start SELECTION

Democratic Party control of the state Senate has breathed new life into initiatives long blocked by the Senate’s Republican leadership. Rochester Assemblymember Harry Bronson just resubmitted his bill expanding the application of New York’s prevailing wage law to any construction that involves a public-sector incentive.
Moreover, Gov. Andrew Cuomo expressed support for an expansion of prevailing wage in his Jan. 15 State of the State address, saying that “project construction with public subsidies should be subject to the prevailing wage so they’re built right, they’re built fairly and they’re built union.”
What is the prevailing wage? How would Bronson’s bill expand its application? Who wins and loses under this initiative?
Currently, New York’s prevailing wage law applies only to construction actively undertaken by a public entity. The legislation proposed would expand the definition of “public work” to any project receiving state tax credits or tax abatements conferred by local development agencies or public-sector loans or where the facility is expected to be leased to a public-sector entity. This is a significant expansion of the law.

end SELECTION

AIM 1: Display each line of the listing that contains the word "pink", treating uppercase and lowercase letters as different.
The article and the listing come from unrelated sources.

start PROVIDED INFORMATION

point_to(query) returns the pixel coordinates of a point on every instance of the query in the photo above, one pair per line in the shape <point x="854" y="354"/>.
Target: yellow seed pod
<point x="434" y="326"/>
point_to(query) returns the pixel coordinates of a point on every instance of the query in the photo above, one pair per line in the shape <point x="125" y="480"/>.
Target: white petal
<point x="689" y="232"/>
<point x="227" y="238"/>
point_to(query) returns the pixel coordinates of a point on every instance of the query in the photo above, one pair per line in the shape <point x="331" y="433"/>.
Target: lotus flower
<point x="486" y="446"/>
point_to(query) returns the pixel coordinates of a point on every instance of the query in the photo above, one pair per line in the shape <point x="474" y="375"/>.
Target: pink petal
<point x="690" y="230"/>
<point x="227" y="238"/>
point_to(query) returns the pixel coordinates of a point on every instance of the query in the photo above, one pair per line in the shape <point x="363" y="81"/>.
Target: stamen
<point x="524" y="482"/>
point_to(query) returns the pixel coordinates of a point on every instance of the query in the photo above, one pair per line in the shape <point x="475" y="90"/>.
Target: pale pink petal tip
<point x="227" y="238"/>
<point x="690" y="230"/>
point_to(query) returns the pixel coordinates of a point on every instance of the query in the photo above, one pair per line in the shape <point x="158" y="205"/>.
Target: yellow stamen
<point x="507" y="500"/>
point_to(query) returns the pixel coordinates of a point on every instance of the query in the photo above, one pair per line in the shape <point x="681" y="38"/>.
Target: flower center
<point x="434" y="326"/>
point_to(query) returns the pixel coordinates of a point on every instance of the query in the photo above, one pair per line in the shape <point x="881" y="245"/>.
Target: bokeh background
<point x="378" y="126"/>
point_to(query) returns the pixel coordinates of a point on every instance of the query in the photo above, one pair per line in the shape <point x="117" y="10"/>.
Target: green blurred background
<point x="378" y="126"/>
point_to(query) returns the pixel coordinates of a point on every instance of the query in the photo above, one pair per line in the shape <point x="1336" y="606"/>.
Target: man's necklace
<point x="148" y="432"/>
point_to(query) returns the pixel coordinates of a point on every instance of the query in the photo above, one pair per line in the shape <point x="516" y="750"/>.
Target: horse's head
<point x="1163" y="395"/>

end PROVIDED INFORMATION

AIM 2: Reproduce the passage from the prevailing wage article between "Moreover, Gov. Andrew" and "of the law.", inclusive, with no changes.

RESULT 1:
Target: pink petal
Target: pale pink petal tip

RESULT 2:
Moreover, Gov. Andrew Cuomo expressed support for an expansion of prevailing wage in his Jan. 15 State of the State address, saying that “project construction with public subsidies should be subject to the prevailing wage so they’re built right, they’re built fairly and they’re built union.”
What is the prevailing wage? How would Bronson’s bill expand its application? Who wins and loses under this initiative?
Currently, New York’s prevailing wage law applies only to construction actively undertaken by a public entity. The legislation proposed would expand the definition of “public work” to any project receiving state tax credits or tax abatements conferred by local development agencies or public-sector loans or where the facility is expected to be leased to a public-sector entity. This is a significant expansion of the law.